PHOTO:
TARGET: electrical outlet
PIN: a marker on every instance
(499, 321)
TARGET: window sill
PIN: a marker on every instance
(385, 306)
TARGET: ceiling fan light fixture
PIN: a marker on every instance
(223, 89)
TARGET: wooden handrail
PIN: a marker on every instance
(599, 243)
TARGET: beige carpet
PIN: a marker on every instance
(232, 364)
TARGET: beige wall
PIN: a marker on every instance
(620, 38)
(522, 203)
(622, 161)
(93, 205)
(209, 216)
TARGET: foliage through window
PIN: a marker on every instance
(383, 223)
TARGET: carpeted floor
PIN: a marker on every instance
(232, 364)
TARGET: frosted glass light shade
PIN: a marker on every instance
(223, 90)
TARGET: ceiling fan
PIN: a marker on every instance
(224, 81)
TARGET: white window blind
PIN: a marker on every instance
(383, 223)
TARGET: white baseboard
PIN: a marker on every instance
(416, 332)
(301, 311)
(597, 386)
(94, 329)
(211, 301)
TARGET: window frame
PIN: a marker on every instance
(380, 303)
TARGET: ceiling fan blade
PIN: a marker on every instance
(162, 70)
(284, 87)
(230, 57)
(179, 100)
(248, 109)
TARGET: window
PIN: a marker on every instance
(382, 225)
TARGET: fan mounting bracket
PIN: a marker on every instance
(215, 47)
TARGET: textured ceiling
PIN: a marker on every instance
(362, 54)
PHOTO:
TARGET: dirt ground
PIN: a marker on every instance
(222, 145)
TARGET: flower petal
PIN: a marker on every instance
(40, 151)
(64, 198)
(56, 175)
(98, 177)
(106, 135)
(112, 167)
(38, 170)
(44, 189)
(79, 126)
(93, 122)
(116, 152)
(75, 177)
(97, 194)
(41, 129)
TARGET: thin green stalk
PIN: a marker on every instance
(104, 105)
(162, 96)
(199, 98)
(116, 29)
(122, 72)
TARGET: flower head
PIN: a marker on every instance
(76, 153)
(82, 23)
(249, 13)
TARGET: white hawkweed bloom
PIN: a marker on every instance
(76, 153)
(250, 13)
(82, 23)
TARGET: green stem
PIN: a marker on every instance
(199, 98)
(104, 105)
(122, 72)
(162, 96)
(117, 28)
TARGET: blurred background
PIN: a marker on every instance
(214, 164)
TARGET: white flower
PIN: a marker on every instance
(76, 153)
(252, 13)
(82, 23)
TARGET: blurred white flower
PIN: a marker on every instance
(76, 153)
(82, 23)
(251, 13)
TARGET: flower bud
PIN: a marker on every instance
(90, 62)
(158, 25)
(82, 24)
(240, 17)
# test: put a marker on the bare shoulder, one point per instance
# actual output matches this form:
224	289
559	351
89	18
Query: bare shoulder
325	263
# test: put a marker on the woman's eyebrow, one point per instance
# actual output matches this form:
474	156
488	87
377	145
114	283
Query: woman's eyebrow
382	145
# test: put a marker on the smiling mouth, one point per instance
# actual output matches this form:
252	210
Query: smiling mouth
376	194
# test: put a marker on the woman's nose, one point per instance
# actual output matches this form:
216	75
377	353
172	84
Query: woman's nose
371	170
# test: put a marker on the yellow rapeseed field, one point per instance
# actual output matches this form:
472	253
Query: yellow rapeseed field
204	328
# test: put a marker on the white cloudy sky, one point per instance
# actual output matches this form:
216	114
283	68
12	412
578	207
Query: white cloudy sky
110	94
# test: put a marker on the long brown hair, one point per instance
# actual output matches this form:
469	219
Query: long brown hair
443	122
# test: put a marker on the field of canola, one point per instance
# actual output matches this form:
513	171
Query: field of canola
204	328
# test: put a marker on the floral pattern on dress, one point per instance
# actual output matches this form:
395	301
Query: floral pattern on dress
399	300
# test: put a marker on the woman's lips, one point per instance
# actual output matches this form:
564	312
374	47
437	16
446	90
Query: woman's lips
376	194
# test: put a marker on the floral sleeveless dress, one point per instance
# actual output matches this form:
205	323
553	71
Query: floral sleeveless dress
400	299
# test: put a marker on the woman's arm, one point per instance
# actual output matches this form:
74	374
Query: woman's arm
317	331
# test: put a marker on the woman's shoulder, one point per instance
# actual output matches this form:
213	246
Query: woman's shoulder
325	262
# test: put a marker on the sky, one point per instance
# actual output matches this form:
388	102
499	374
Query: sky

WORK TASK> From the records above, print only the lines between the one holding "TARGET: white baseboard" and the one holding "TARGET: fan mounting bracket", inclusive, exactly as they stand.

RESULT>
TARGET: white baseboard
PIN: a marker on every instance
(416, 332)
(301, 311)
(597, 386)
(94, 329)
(211, 301)
TARGET: window frame
PIN: a marker on every instance
(380, 303)
TARGET: ceiling fan blade
PIN: a marker on every instance
(162, 70)
(284, 87)
(230, 57)
(179, 100)
(248, 109)
TARGET: window
PIN: a marker on every instance
(382, 225)
TARGET: fan mounting bracket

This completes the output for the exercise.